**Written instruction**
Can you resize the rows below, from the line with "find gabled roof" through the last row, by writing every line out again, requests included, with each point coordinate in the answers multiplied by 0.7 and rounded to a whole number, halves up? Leave the numbers in the requests and in their format samples unchanged.

**Entries**
************

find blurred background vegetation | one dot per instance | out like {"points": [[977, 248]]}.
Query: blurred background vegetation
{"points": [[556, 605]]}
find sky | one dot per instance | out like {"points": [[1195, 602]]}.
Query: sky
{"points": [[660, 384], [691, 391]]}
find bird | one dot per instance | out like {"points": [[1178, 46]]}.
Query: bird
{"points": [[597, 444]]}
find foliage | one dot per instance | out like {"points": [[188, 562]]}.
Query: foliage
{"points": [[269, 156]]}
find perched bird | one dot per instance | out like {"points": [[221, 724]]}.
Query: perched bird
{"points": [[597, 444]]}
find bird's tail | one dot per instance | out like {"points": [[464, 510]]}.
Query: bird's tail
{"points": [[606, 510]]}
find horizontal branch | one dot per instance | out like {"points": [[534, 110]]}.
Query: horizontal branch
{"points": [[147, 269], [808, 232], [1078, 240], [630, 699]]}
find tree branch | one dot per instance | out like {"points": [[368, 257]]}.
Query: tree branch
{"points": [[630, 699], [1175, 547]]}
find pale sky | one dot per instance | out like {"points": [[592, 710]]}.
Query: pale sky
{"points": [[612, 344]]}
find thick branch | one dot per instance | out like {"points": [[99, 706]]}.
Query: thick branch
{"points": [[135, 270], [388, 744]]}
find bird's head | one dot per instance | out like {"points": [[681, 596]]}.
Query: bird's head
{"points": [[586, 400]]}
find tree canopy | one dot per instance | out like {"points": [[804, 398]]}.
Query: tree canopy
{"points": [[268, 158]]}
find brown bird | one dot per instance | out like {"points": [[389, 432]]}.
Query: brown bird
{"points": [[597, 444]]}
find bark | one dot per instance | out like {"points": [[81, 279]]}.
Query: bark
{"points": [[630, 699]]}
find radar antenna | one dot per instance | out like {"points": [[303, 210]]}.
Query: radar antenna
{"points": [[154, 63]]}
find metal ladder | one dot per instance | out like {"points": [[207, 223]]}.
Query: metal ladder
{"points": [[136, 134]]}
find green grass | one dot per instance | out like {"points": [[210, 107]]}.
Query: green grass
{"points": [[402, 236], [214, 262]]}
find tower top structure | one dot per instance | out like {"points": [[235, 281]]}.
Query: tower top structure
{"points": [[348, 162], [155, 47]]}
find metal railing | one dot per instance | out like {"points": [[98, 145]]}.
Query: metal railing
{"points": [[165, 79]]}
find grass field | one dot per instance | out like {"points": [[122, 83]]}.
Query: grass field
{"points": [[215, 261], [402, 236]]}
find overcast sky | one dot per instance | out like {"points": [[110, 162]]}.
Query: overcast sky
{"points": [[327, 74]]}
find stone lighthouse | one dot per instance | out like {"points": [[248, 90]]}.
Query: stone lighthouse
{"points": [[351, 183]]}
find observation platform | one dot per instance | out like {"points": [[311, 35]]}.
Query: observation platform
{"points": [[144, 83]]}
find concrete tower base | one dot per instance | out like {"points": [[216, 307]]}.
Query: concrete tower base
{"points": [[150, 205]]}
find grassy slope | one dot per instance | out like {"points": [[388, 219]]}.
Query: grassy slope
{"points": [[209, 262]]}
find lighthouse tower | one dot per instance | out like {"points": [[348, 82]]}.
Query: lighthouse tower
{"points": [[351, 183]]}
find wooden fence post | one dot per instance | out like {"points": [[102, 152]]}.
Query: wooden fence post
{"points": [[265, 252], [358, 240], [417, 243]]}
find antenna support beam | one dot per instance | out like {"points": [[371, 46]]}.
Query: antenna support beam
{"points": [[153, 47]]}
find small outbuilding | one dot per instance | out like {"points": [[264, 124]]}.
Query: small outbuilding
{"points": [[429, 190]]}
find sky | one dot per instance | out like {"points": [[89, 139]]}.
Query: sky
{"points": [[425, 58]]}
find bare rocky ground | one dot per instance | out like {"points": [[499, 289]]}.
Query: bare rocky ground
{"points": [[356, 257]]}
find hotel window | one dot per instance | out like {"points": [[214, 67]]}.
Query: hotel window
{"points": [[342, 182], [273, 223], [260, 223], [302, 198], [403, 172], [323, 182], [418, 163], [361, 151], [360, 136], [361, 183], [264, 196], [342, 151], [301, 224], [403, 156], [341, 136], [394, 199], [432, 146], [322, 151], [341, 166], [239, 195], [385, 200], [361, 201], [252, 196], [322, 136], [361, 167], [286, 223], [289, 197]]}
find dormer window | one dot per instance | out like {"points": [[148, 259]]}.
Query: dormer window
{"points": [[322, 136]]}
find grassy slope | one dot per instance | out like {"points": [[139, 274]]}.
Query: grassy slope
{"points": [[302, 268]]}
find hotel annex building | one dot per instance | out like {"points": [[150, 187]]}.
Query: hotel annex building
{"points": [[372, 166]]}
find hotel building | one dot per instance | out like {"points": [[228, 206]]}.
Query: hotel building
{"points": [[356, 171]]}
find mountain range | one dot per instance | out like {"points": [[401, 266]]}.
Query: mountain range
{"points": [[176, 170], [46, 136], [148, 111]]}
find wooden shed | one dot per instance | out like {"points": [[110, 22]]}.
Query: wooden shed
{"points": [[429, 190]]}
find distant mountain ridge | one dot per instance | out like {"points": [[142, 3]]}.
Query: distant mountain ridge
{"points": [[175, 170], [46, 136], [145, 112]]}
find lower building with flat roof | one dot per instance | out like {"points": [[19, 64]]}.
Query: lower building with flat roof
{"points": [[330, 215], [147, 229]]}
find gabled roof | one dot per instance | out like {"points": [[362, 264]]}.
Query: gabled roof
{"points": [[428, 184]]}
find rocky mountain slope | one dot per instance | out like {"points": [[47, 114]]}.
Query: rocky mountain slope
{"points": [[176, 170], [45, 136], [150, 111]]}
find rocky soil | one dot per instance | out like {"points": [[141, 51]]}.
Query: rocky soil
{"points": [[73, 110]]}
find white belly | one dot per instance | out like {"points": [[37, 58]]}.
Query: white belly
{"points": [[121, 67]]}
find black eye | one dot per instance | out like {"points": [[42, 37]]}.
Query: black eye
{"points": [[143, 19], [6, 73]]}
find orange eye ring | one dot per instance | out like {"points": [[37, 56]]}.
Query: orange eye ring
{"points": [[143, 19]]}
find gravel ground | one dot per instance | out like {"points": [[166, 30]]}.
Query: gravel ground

************

**Result of this task**
find gabled roof | one dot per instance | out like {"points": [[362, 264]]}.
Query: gabled roof
{"points": [[300, 129]]}
find rocky mountain slope | one dot per instance | out like {"points": [[47, 114]]}.
Query: rocky mountain slope
{"points": [[123, 119], [32, 95], [105, 78]]}
find rocky soil | one dot per instance | out like {"points": [[141, 51]]}.
Query: rocky soil
{"points": [[51, 77]]}
find white belly | one dot per instance | out like {"points": [[37, 58]]}.
Query: white belly
{"points": [[85, 47]]}
find black eye | one dot per instance | out like {"points": [[42, 37]]}.
Query: black eye
{"points": [[100, 13], [4, 51]]}
find orange eye ring | one dot per instance | out like {"points": [[37, 56]]}.
Query: orange eye ring
{"points": [[100, 13]]}
find gravel ground | one dot per instance | out like {"points": [[166, 30]]}.
Query: gravel ground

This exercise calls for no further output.